**Список заданий**
1. Объясните по тексту о редакторской правке, почему Дмитрий Глуховский считает редактуру и маркетинг полезными функциями издательства.
2. Сколько корректур часто проходит роман согласно цитате Жюля Верна в тексте о редакторской правке?
3. Извлеките из текста о редакторской правке фрагмент от «Редакторская правка —» до «писатель Дмитрий Глуховский.» включительно.

**Показанный текст**

+ + +

Редакторская правка — обязательный этап работы над рукописью. Его не избежать. «Самиздат страдает только от отсутствия редактуры. Редактура и маркетинг — вот две единственные полезные функции издательства. Самому себя продавать неловко, а править — рука не поднимается», — поясняет писатель Дмитрий Глуховский.
Главная психологическая ловушка на этапе редактуры — решиться открыть вчерашний файл. Американско-канадская писательница Сара Груэн сетует: «Это одна из самых тяжелых минут для писателя. Но в этом и заключается его работа: превратить нестройное собрание вчерашних каракуль в завтрашнюю книгу».
Еще одна жюль-верновская цитата: «Настоящая работа для меня начинается с первой корректуры, когда я не только правлю каждую фразу, но и переписываю порой целые главы. У меня нет уверенности в окончательном варианте, пока я не увижу напечатанного текста; к счастью, мой издатель позволяет вносить значительные исправления, и роман часто имеет восемь или девять корректур. Завидую, но не пытаюсь подражать примеру тех, кто не меняет и не добавляет ни единого слова от самого начала первой главы вплоть до последней фразы».
Важность переработки текста остроумно подчеркивает американский журналист Уильям Сафир — редактор газеты The New York Times, лауреат Пулитцеровской премии: «Перечитывая текст, вы найдете в процессе перечитывания огромное количество повторений, которых можно избежать, перечитывая и редактируя текст».
Помните: переписывая, вы делаете текст таким, каким он должен стать. Приготовьтесь, что от первоначального варианта в финальной редакции мало что останется. Вы будете искать правильную последовательность слов, пока не найдете, и едва ли окончательный порядок слов будет сильно похож на первый черновик. Не бойтесь, это нормально. Главное — не останавливаться до тех пор, пока внутренний голос не скажет, что текст готов.

+ + +

**Извлечённые строки**
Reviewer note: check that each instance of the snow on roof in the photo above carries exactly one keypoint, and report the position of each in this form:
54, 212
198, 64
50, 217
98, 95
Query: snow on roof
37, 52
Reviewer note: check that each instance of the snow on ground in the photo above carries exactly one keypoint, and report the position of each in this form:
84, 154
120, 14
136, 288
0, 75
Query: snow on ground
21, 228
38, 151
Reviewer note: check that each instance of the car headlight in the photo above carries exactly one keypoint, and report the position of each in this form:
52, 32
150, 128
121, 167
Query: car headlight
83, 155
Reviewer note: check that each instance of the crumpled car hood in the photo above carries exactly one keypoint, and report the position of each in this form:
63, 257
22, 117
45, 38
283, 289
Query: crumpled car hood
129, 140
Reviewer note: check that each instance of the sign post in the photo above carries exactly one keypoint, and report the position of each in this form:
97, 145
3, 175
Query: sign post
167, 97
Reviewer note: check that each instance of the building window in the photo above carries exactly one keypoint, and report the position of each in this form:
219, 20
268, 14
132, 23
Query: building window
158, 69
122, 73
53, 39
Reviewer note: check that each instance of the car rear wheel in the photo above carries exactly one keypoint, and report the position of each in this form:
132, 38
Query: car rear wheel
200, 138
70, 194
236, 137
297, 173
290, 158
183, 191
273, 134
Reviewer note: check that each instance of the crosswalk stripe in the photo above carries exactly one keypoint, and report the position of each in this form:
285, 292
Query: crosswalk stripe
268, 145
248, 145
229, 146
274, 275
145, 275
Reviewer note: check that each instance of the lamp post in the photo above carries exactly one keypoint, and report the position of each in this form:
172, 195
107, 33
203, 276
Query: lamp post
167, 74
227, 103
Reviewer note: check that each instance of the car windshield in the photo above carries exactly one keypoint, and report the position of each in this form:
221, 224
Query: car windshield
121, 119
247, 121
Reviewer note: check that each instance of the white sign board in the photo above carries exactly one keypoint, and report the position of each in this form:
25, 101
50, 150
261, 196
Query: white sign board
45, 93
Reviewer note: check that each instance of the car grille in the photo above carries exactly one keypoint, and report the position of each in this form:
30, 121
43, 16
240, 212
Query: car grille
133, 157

+ + +

**Ответы к заданиям**
1. Автору неловко продавать самого себя, а править собственный текст у него не поднимается рука. Поэтому эти две задачи лучше выполняет издательство. Без редактуры страдает самиздат.

2. Восемь или девять.

3.
Редакторская правка — обязательный этап работы над рукописью. Его не избежать. «Самиздат страдает только от отсутствия редактуры. Редактура и маркетинг — вот две единственные полезные функции издательства. Самому себя продавать неловко, а править — рука не поднимается», — поясняет писатель Дмитрий Глуховский.